Énoncé: Recopiez le passage du texte sur le roman de Nathalie Hug qui va de « Le premier livre » jusqu'à « que l'enfant ? », en renommant « Adrien » en « Julien ».

Texte source:
╭──
Le premier livre en solo de Nathalie Hug explore les pensées les plus secrètes d'un enfant en quête de père.
Adrien est patient. Il attend. Que sa mère rentre, qu'elle guérisse. Il attend aussi d'avoir un père, lui, le solitaire aux sombres pensées, « L'enfant-rien ». Ce court roman, se lisant d'une traite, comme une longue plongée en apnée, marque les débuts en solo de Nathalie Hug. Elle explique avoir longtemps gardé dans une boite rouge ce conte vieux de dix ans. C'était donc avant sa rencontre avec Jérôme Camut, son homme, sa moitié littéraire avec qui elle a signé des thrillers et romans d'aventures (« Trois fois plus loin », « Les yeux d'Harry » ou « Rémanence » très récemment). On retrouve un peu de son savoir-faire dans ce roman, notamment dans la façon d'amener le coup de théâtre final plongeant le lecteur dans un doute affreux : le rien serait-il plus important que l'enfant ?
╰──
Extraits de données:
╭──
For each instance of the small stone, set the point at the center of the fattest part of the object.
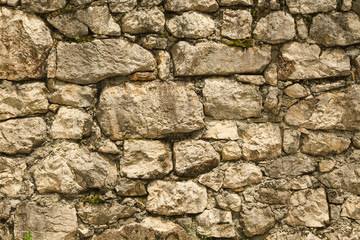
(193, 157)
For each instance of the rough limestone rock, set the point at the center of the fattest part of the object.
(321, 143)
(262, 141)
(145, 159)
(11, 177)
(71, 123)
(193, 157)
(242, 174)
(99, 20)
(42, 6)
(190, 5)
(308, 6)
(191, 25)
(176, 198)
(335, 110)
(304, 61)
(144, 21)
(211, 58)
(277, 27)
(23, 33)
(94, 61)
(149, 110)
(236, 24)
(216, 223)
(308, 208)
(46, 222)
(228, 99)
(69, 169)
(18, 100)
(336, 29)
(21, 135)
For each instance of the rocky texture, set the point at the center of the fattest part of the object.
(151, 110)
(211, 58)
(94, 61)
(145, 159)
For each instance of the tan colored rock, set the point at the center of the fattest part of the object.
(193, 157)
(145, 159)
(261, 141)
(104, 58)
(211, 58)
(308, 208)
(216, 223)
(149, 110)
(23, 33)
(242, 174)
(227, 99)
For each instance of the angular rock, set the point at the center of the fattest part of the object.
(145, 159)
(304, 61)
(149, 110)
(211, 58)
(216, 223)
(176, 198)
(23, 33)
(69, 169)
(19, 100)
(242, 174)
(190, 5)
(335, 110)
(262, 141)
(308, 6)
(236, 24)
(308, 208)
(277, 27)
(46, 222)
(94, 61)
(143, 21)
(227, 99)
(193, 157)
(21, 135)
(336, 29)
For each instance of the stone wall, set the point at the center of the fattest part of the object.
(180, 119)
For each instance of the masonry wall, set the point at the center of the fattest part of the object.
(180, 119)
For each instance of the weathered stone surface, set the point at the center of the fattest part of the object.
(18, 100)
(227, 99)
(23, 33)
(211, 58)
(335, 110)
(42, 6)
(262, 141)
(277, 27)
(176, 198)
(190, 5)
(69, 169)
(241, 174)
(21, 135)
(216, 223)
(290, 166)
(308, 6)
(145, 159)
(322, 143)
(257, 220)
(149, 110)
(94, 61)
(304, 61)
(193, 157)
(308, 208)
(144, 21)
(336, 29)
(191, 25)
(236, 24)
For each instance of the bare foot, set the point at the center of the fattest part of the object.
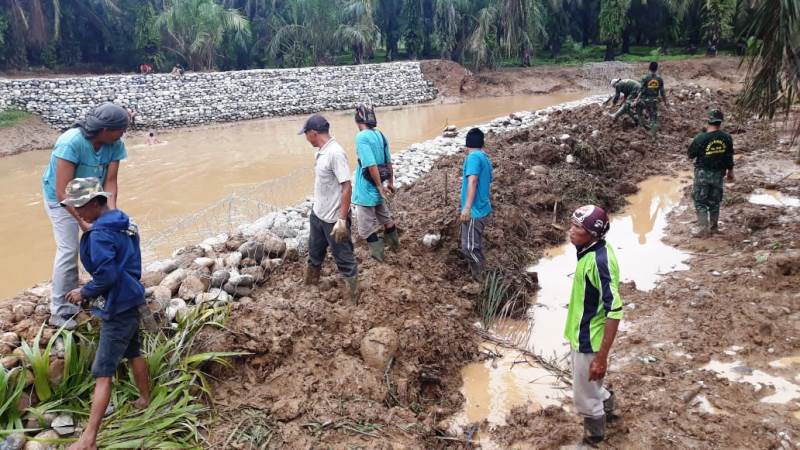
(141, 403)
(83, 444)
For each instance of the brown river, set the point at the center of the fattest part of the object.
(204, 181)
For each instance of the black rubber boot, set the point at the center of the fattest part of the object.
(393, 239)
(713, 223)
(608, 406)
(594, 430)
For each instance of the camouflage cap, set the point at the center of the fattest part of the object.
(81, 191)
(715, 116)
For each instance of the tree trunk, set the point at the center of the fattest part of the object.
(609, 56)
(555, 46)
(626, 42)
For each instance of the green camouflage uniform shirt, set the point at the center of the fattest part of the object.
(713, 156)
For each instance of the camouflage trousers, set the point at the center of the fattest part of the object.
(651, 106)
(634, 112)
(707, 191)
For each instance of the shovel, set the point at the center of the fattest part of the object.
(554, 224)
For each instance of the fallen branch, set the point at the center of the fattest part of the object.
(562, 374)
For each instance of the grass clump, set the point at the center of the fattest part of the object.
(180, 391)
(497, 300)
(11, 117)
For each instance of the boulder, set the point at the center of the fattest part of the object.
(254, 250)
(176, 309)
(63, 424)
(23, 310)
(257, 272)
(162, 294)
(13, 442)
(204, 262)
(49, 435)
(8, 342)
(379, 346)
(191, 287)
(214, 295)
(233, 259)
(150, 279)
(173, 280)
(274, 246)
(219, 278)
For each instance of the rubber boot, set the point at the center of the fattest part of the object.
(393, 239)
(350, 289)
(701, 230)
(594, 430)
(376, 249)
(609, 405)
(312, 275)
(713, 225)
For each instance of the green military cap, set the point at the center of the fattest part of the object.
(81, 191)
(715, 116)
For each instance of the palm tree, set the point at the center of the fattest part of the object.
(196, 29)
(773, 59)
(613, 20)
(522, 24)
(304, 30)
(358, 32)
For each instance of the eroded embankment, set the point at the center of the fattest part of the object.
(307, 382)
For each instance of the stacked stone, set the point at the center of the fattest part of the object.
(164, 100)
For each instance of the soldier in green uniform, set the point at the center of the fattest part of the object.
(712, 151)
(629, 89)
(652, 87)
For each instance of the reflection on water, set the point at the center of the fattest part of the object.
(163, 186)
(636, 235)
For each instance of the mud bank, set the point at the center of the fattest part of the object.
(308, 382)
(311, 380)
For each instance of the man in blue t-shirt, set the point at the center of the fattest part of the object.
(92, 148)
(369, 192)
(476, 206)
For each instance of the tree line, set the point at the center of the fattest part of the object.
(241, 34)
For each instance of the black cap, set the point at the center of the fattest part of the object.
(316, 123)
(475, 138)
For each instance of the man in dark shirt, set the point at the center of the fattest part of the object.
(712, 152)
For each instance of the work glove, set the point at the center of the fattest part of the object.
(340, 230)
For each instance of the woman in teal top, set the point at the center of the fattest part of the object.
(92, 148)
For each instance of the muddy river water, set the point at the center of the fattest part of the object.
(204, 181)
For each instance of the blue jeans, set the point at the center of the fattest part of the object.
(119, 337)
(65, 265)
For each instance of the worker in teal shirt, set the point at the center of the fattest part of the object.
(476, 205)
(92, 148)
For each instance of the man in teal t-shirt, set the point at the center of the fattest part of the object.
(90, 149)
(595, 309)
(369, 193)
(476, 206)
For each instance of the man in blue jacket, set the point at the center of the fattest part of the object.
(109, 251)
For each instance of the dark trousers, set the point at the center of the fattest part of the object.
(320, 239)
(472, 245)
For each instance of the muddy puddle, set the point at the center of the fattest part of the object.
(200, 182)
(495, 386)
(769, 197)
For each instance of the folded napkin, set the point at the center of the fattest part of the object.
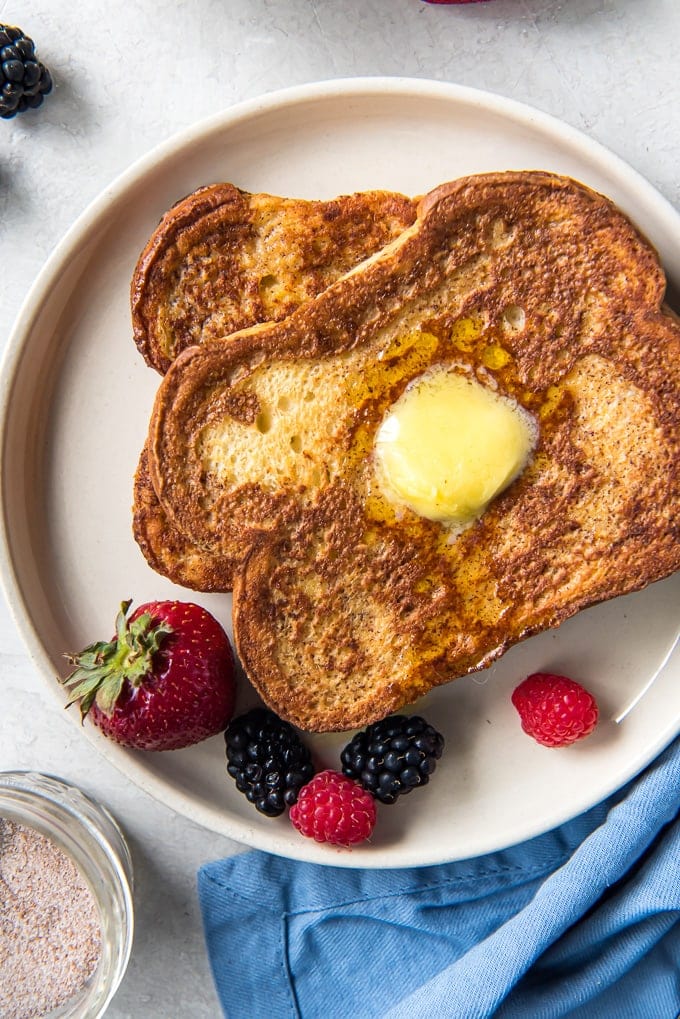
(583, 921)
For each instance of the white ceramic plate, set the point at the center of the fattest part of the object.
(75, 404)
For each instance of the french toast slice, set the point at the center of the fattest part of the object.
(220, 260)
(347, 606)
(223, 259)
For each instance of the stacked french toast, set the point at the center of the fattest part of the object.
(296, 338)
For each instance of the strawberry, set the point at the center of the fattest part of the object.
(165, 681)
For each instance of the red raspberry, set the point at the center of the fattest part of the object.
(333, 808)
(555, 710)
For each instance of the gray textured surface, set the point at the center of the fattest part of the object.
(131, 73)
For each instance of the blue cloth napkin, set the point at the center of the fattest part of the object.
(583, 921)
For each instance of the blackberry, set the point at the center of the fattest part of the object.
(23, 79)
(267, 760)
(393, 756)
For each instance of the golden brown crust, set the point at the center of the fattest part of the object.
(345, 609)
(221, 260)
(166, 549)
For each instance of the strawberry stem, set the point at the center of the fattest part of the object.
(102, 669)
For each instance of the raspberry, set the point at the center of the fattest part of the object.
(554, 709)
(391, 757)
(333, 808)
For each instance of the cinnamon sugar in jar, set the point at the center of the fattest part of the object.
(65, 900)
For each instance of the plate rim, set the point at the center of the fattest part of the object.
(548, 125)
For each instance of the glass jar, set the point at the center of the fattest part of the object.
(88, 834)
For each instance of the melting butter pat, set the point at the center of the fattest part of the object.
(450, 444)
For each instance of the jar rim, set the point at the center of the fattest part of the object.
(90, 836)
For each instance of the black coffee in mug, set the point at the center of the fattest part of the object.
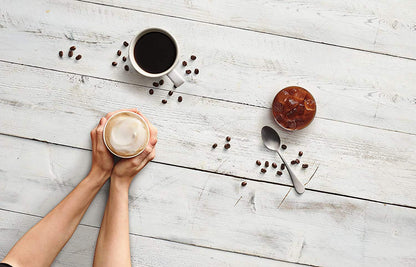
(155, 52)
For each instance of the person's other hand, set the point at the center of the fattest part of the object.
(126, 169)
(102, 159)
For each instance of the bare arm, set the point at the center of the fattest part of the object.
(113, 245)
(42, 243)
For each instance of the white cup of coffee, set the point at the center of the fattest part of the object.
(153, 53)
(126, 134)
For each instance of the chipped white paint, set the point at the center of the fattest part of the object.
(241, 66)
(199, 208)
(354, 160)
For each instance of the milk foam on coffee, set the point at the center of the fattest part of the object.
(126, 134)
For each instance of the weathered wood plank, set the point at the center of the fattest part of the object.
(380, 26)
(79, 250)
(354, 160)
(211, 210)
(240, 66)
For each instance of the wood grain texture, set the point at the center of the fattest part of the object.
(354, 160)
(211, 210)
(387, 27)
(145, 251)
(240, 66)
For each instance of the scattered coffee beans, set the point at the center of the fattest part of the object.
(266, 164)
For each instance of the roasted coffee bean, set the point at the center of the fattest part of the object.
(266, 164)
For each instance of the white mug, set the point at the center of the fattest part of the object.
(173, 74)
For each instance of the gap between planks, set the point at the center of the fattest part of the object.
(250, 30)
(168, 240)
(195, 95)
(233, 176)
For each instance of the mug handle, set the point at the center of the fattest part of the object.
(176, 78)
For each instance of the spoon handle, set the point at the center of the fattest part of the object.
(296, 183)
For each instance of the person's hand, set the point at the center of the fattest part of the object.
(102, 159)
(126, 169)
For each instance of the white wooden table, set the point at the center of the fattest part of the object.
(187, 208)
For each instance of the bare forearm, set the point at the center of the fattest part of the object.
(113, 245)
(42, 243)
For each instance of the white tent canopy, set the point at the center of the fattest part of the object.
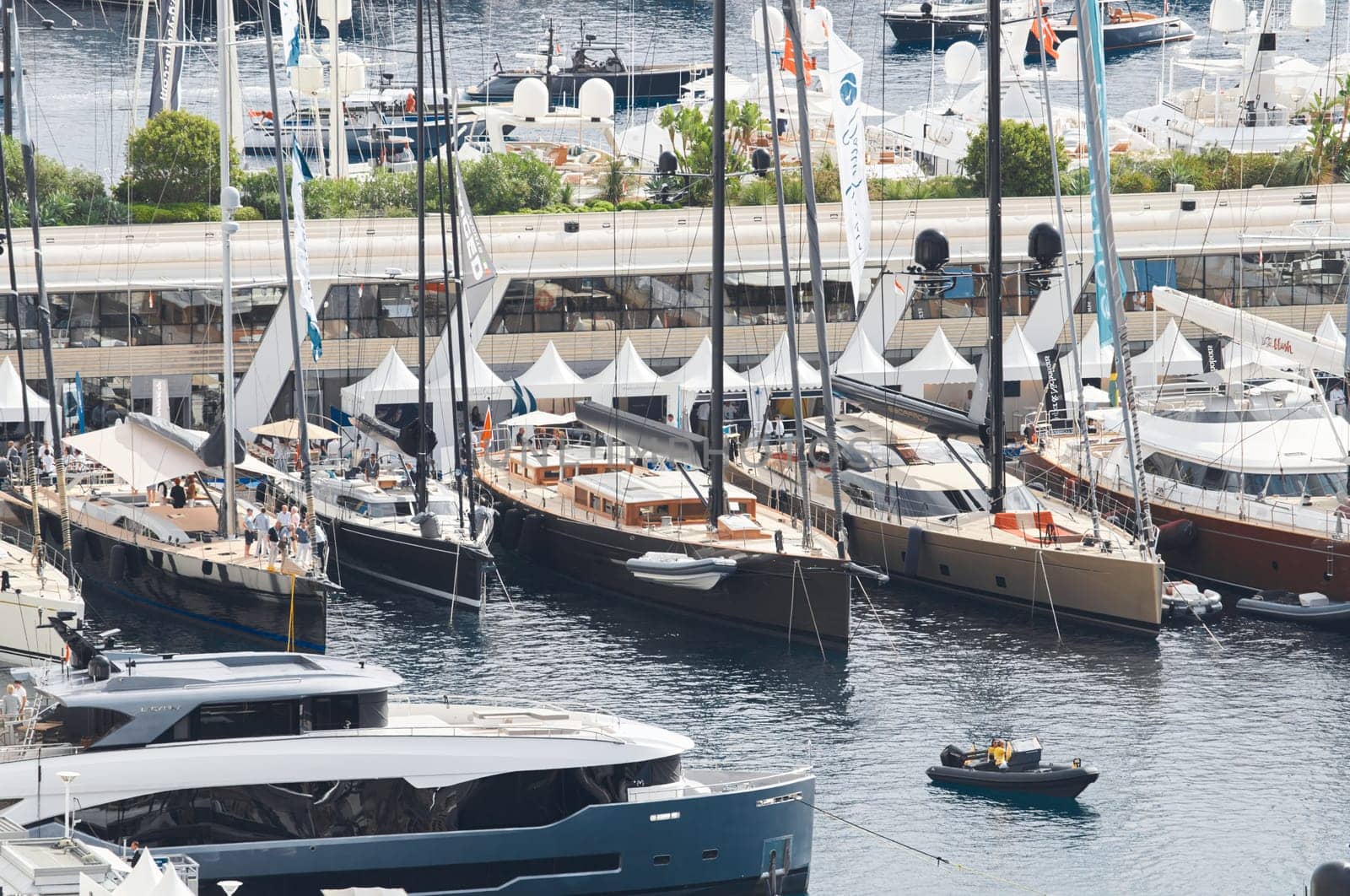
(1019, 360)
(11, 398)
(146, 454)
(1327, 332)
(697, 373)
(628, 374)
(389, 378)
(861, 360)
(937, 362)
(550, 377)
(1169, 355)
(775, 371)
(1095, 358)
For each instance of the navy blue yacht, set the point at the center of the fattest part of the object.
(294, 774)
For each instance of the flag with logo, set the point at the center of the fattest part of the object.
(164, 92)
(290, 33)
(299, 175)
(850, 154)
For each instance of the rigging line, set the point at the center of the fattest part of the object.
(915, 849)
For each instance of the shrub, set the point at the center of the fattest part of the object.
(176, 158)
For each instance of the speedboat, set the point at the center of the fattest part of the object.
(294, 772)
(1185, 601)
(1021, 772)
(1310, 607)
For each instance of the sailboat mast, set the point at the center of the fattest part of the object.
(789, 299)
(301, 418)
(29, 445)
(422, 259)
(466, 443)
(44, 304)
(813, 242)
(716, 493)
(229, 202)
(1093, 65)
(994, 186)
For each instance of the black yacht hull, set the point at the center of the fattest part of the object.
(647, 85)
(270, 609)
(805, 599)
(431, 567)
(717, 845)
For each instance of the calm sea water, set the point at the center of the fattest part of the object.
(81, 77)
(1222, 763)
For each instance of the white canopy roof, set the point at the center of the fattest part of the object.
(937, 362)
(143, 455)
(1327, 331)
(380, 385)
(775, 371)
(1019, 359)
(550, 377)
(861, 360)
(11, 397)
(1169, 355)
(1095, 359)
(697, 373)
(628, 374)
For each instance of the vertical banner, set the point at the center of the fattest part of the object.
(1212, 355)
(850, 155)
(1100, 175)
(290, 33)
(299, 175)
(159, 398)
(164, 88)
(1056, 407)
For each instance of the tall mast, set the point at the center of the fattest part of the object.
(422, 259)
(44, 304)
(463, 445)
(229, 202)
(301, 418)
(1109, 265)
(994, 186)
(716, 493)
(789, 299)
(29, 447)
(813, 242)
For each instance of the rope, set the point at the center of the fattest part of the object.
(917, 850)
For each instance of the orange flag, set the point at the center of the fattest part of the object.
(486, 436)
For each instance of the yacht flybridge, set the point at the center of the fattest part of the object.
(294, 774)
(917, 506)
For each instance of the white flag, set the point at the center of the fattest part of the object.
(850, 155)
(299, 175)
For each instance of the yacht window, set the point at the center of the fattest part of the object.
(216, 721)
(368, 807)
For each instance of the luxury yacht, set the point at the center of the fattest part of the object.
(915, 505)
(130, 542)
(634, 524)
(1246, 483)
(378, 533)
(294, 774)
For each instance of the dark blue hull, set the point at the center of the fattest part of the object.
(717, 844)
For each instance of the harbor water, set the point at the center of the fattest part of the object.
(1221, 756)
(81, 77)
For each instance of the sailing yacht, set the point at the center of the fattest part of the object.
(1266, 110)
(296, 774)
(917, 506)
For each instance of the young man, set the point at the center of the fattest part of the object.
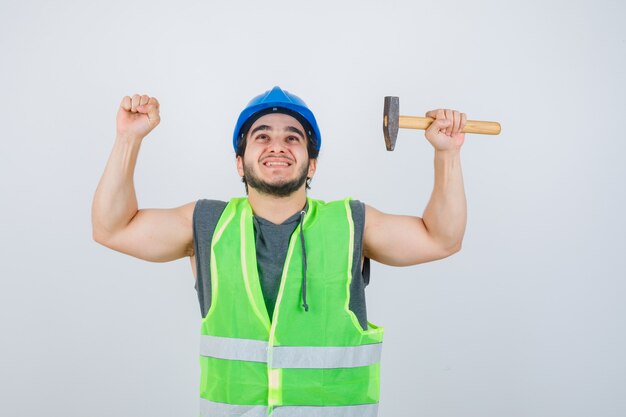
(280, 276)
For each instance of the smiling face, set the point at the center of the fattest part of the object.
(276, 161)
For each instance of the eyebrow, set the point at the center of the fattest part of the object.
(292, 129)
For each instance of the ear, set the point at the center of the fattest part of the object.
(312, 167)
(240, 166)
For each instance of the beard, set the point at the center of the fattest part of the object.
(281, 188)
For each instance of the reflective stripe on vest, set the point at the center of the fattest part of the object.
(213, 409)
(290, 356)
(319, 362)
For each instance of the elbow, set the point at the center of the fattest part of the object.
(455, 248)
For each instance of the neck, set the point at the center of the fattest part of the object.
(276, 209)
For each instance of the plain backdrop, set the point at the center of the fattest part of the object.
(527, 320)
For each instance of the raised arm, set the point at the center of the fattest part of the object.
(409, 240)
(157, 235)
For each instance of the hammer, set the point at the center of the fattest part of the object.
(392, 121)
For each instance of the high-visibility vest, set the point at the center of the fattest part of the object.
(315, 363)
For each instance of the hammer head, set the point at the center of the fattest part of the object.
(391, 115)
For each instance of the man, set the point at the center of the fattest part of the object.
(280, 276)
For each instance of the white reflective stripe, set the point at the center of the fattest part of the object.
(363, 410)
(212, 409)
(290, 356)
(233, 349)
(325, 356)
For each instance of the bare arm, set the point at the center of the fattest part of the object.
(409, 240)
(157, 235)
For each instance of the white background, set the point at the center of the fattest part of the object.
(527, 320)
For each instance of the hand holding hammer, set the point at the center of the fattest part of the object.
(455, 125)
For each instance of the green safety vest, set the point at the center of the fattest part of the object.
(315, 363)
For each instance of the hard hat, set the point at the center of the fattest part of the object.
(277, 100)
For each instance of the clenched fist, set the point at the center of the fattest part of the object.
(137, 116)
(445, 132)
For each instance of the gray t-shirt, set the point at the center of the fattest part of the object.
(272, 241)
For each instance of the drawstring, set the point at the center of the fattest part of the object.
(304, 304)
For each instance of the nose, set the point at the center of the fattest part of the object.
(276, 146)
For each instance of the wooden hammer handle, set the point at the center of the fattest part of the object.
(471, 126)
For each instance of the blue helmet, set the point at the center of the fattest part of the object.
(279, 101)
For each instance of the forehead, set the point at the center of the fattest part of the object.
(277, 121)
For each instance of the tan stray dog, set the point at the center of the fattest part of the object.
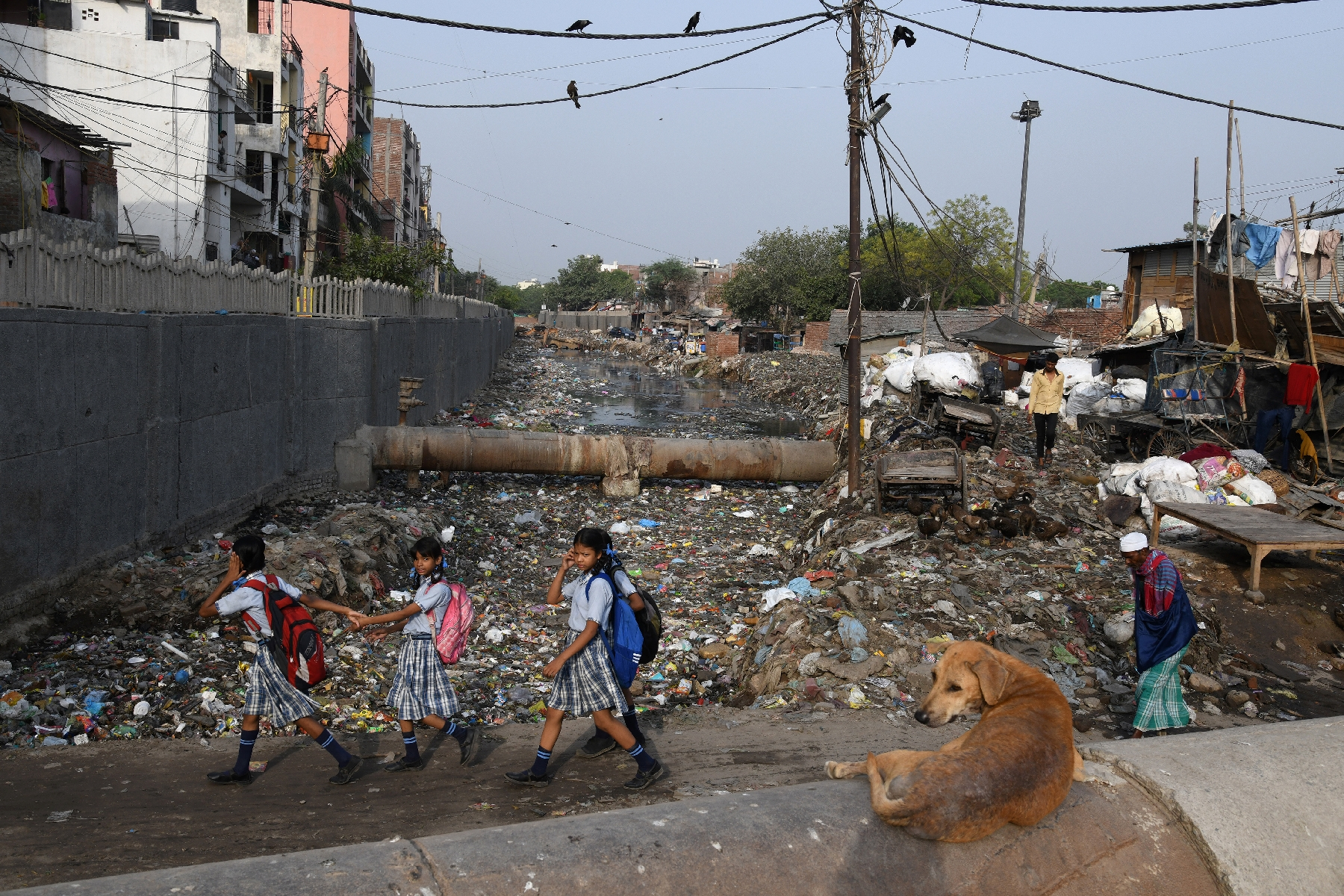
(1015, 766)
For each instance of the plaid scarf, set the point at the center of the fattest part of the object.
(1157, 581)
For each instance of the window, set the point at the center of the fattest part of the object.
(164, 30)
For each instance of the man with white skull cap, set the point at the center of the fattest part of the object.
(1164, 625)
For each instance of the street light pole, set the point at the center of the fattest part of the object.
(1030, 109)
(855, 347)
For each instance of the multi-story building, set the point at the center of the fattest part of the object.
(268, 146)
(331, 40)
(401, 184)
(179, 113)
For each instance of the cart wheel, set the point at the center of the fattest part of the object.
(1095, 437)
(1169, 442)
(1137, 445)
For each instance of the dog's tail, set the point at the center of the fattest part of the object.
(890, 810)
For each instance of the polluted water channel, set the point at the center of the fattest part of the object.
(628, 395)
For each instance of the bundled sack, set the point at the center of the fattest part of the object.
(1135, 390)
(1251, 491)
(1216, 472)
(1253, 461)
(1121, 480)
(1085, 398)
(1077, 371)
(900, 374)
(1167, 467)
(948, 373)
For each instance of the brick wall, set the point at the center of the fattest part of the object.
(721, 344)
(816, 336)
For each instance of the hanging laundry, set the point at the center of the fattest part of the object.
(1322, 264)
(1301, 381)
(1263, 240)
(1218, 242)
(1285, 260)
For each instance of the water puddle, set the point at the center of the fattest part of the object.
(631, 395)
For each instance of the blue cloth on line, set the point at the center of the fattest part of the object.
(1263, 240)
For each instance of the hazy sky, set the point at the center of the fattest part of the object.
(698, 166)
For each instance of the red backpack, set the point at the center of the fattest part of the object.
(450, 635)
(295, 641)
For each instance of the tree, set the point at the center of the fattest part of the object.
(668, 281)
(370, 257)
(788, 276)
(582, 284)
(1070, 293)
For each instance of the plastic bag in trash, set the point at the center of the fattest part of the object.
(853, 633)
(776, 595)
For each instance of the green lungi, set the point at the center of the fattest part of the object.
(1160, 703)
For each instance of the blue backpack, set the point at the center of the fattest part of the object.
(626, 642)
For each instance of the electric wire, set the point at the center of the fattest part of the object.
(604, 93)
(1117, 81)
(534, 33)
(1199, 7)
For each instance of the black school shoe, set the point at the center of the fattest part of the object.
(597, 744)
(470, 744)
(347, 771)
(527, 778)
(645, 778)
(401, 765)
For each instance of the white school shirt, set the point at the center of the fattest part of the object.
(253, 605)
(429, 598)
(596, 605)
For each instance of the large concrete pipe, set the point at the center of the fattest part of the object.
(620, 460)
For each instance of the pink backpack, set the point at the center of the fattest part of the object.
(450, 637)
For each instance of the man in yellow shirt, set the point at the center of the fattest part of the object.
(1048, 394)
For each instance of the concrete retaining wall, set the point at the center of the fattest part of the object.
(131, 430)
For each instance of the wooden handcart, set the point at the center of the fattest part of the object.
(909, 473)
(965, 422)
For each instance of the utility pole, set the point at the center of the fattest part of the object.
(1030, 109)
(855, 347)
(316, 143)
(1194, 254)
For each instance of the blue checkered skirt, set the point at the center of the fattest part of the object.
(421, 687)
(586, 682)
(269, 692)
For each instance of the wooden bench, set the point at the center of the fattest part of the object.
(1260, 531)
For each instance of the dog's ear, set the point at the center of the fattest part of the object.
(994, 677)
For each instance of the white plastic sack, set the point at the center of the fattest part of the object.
╰──
Réponse:
Le premier livre en solo de Nathalie Hug explore les pensées les plus secrètes d'un enfant en quête de père.
Julien est patient. Il attend. Que sa mère rentre, qu'elle guérisse. Il attend aussi d'avoir un père, lui, le solitaire aux sombres pensées, « L'enfant-rien ». Ce court roman, se lisant d'une traite, comme une longue plongée en apnée, marque les débuts en solo de Nathalie Hug. Elle explique avoir longtemps gardé dans une boite rouge ce conte vieux de dix ans. C'était donc avant sa rencontre avec Jérôme Camut, son homme, sa moitié littéraire avec qui elle a signé des thrillers et romans d'aventures (« Trois fois plus loin », « Les yeux d'Harry » ou « Rémanence » très récemment). On retrouve un peu de son savoir-faire dans ce roman, notamment dans la façon d'amener le coup de théâtre final plongeant le lecteur dans un doute affreux : le rien serait-il plus important que l'enfant ?